▸ **REQUIREMENTS**: Reproduce every one of the entries below word for word, with nothing added or changed.
--
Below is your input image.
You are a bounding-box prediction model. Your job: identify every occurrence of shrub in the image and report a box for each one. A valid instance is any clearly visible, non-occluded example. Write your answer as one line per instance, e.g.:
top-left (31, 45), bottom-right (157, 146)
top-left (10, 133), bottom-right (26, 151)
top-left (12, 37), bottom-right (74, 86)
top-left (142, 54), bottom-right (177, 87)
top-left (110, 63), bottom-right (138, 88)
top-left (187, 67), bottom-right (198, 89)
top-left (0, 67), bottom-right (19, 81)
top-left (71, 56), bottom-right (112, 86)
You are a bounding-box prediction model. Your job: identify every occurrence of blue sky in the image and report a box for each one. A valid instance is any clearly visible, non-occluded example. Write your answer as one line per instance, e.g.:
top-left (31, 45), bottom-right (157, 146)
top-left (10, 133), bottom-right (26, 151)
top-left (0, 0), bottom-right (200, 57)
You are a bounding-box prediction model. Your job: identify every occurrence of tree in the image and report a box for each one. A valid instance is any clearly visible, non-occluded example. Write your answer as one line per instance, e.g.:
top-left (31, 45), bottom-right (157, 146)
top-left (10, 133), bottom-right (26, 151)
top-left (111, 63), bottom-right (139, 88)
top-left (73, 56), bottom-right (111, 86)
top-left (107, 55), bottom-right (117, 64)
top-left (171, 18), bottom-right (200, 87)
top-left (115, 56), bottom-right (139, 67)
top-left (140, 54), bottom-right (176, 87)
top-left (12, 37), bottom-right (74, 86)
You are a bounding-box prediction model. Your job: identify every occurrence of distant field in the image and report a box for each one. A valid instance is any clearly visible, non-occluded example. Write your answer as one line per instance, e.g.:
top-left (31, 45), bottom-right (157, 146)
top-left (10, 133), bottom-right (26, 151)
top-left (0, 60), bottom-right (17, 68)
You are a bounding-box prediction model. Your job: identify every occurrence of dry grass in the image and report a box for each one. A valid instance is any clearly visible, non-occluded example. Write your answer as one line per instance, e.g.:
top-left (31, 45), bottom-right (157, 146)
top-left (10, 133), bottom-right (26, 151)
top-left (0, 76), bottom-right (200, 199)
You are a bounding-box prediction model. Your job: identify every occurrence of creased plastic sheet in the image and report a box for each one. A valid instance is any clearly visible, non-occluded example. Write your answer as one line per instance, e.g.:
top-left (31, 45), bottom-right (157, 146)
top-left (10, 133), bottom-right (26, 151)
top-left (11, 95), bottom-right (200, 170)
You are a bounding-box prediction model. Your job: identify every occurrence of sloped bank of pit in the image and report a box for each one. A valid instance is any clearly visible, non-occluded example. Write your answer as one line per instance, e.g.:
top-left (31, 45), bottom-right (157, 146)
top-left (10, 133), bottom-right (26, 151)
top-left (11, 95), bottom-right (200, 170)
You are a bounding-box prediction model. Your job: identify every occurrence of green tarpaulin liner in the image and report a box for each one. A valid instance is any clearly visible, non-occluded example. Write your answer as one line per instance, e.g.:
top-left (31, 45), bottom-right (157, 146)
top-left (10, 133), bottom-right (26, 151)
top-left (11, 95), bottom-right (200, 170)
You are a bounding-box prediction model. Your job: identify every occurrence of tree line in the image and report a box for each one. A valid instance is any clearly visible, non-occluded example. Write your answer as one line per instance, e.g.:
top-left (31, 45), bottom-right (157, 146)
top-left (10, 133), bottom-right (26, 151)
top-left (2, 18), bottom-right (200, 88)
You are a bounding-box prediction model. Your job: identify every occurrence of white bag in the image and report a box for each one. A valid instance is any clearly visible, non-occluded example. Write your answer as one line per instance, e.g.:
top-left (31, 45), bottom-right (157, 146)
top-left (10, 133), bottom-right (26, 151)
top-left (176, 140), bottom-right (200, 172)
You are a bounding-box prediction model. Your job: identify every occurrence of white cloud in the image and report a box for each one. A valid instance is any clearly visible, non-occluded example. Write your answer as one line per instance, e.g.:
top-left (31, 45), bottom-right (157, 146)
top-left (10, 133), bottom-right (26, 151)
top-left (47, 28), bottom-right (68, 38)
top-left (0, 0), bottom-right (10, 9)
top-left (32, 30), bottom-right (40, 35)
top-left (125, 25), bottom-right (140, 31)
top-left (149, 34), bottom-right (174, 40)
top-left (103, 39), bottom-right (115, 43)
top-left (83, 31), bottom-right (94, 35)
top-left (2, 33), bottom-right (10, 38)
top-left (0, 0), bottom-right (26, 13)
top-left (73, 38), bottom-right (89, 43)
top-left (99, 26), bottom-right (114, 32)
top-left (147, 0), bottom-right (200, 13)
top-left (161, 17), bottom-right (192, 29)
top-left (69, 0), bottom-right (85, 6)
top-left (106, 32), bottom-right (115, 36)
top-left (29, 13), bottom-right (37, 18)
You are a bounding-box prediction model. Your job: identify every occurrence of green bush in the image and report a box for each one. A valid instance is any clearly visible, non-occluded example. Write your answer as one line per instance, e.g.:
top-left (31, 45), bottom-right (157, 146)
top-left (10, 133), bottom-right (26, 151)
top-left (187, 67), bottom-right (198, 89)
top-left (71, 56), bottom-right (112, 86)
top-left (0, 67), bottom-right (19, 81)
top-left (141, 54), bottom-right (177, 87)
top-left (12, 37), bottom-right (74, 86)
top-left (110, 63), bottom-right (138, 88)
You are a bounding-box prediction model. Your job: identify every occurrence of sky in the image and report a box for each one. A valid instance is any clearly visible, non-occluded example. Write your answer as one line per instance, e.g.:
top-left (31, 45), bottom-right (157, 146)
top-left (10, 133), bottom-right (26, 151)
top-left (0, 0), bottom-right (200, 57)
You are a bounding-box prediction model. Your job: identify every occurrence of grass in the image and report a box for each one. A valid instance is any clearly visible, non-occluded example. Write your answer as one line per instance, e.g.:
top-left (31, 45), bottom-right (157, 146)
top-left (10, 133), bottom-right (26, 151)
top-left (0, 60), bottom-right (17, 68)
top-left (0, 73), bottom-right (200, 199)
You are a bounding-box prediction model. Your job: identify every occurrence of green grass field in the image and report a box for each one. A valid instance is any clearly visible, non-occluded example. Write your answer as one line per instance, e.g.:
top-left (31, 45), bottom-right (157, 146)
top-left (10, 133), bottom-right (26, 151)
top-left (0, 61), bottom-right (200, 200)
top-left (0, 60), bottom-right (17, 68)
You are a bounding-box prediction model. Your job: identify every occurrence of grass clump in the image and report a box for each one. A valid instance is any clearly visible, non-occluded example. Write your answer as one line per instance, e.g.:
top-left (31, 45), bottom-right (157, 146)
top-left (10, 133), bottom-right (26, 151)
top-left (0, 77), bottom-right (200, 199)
--
▸ **SOLUTION**:
Below is your input image.
You are a bounding-box prediction model. Your job: identify every occurrence of shrub in the image and report a box for each one. A valid instance is any clearly visible, non-occluded example. Write your answer as one line per instance, e.g.:
top-left (31, 45), bottom-right (157, 146)
top-left (10, 133), bottom-right (26, 151)
top-left (12, 37), bottom-right (74, 86)
top-left (142, 54), bottom-right (177, 87)
top-left (110, 63), bottom-right (138, 88)
top-left (187, 67), bottom-right (198, 89)
top-left (0, 67), bottom-right (19, 81)
top-left (71, 56), bottom-right (112, 86)
You are a bounding-box prediction model. Your job: identify every occurrence of blue sky in the image and report a box for each one. A valid instance is any clearly visible, non-occluded example. Write your answer as one line per instance, e.g.:
top-left (31, 45), bottom-right (157, 146)
top-left (10, 133), bottom-right (26, 151)
top-left (0, 0), bottom-right (200, 57)
You are a bounding-box prediction model. Your job: identify every occurrence of tree in the image and report a box for each one. A valid instance is any clearly visible, non-occluded example. Write your answer as one line per instance, e.g.:
top-left (31, 45), bottom-right (157, 146)
top-left (10, 133), bottom-right (26, 151)
top-left (111, 63), bottom-right (139, 88)
top-left (73, 56), bottom-right (111, 86)
top-left (107, 55), bottom-right (117, 64)
top-left (171, 18), bottom-right (200, 87)
top-left (115, 56), bottom-right (139, 67)
top-left (140, 54), bottom-right (176, 87)
top-left (12, 37), bottom-right (74, 86)
You are a bounding-box prediction model. Your job: identify every occurrence of distant field in the image and report a box for each one. A valid instance is any clearly visible, non-occluded example. Write your answer as one line per instance, e.g.:
top-left (31, 45), bottom-right (157, 146)
top-left (10, 133), bottom-right (26, 151)
top-left (0, 60), bottom-right (17, 68)
You are a bounding-box prediction model. Your job: identify every occurrence of dry grass in the image and report a box for each one. A valid instance is any clearly visible, non-occluded example. Write your answer as one line per instance, e.g.:
top-left (31, 45), bottom-right (157, 146)
top-left (10, 133), bottom-right (26, 151)
top-left (0, 76), bottom-right (200, 199)
You are a bounding-box prediction model. Your job: identify every occurrence of creased plastic sheet in the image and report a box for each one. A valid instance is any clearly visible, non-occluded example. Write your answer as one line per instance, e.g.:
top-left (31, 45), bottom-right (157, 146)
top-left (10, 133), bottom-right (26, 151)
top-left (11, 95), bottom-right (200, 170)
You are a bounding-box prediction model. Your job: identify every occurrence of sloped bank of pit in the image and report a box for each one. A valid instance is any clearly visible, non-occluded example. Write your answer as one line per instance, e.g.:
top-left (31, 45), bottom-right (157, 146)
top-left (10, 133), bottom-right (26, 151)
top-left (11, 95), bottom-right (200, 170)
You are a bounding-box prediction model. Your job: identify every occurrence of green tarpaulin liner in the image and report a box for each one. A valid instance is any clearly visible, non-occluded example. Write your answer as one line per instance, e.g.:
top-left (31, 45), bottom-right (157, 146)
top-left (10, 133), bottom-right (26, 151)
top-left (11, 95), bottom-right (200, 170)
You are a bounding-box prediction model. Your job: identify every occurrence of tree line in the image and report a box for each one. A valid instance is any clearly visible, non-occluded example. Write your answer as one line per instance, e.g.:
top-left (31, 45), bottom-right (157, 146)
top-left (10, 133), bottom-right (26, 151)
top-left (2, 18), bottom-right (200, 88)
You are a bounding-box prediction model. Your job: identify every occurrence of white bag in the image and report a box for each one. A valid instance is any clearly visible, non-occluded example. Write your answer as one line per instance, e.g.:
top-left (31, 45), bottom-right (157, 146)
top-left (10, 133), bottom-right (26, 151)
top-left (176, 140), bottom-right (200, 172)
You are a bounding-box prediction model. Your job: identify every occurrence of white cloud in the image and report a box for each one. A valid instance is any clearly visible, non-occluded example. Write your answer as one line per instance, e.g.:
top-left (31, 45), bottom-right (157, 146)
top-left (10, 133), bottom-right (26, 151)
top-left (47, 28), bottom-right (68, 38)
top-left (0, 0), bottom-right (10, 9)
top-left (32, 30), bottom-right (40, 35)
top-left (125, 25), bottom-right (140, 31)
top-left (149, 34), bottom-right (174, 40)
top-left (103, 39), bottom-right (115, 43)
top-left (83, 31), bottom-right (94, 35)
top-left (2, 33), bottom-right (10, 38)
top-left (0, 0), bottom-right (26, 13)
top-left (73, 38), bottom-right (89, 43)
top-left (99, 26), bottom-right (114, 32)
top-left (147, 0), bottom-right (200, 13)
top-left (161, 17), bottom-right (192, 29)
top-left (69, 0), bottom-right (85, 6)
top-left (106, 32), bottom-right (115, 36)
top-left (29, 13), bottom-right (37, 18)
You are a bounding-box prediction model. Your job: identify every occurrence of green bush in the image and report a box for each one. A valid instance is any clearly visible, non-occluded example. Write your answer as one line per instance, e.g.:
top-left (31, 45), bottom-right (157, 146)
top-left (10, 133), bottom-right (26, 151)
top-left (187, 67), bottom-right (198, 89)
top-left (71, 56), bottom-right (112, 86)
top-left (0, 67), bottom-right (19, 81)
top-left (141, 54), bottom-right (177, 87)
top-left (12, 37), bottom-right (74, 86)
top-left (110, 63), bottom-right (138, 88)
You are a bounding-box prediction model. Your job: identify every occurrence of sky in the image and report a box for each one. A valid instance is any clearly visible, non-occluded example. Write your answer as one line per instance, e.g.:
top-left (31, 45), bottom-right (157, 146)
top-left (10, 133), bottom-right (26, 151)
top-left (0, 0), bottom-right (200, 57)
You are a bounding-box prediction model. Your job: identify every occurrence of grass in the image and report a box for each one. A valid instance is any clearly visible, non-occluded example. Write your answer as one line per instance, e.g.:
top-left (31, 45), bottom-right (157, 146)
top-left (10, 133), bottom-right (26, 151)
top-left (0, 60), bottom-right (17, 68)
top-left (0, 73), bottom-right (200, 199)
You are a bounding-box prediction model. Your job: identify every occurrence of green grass field in the image and report a box for each one. A valid instance is any clearly visible, non-occluded example. Write your answer as one line per instance, e.g.:
top-left (31, 45), bottom-right (157, 146)
top-left (10, 133), bottom-right (26, 151)
top-left (0, 61), bottom-right (200, 200)
top-left (0, 60), bottom-right (17, 68)
You are a bounding-box prediction model. Your job: identify every occurrence of grass clump in the image and report a box for each one. A valid instance is any clearly visible, non-occluded example. Write your answer as one line per instance, e.g.:
top-left (31, 45), bottom-right (157, 146)
top-left (10, 133), bottom-right (26, 151)
top-left (0, 77), bottom-right (200, 199)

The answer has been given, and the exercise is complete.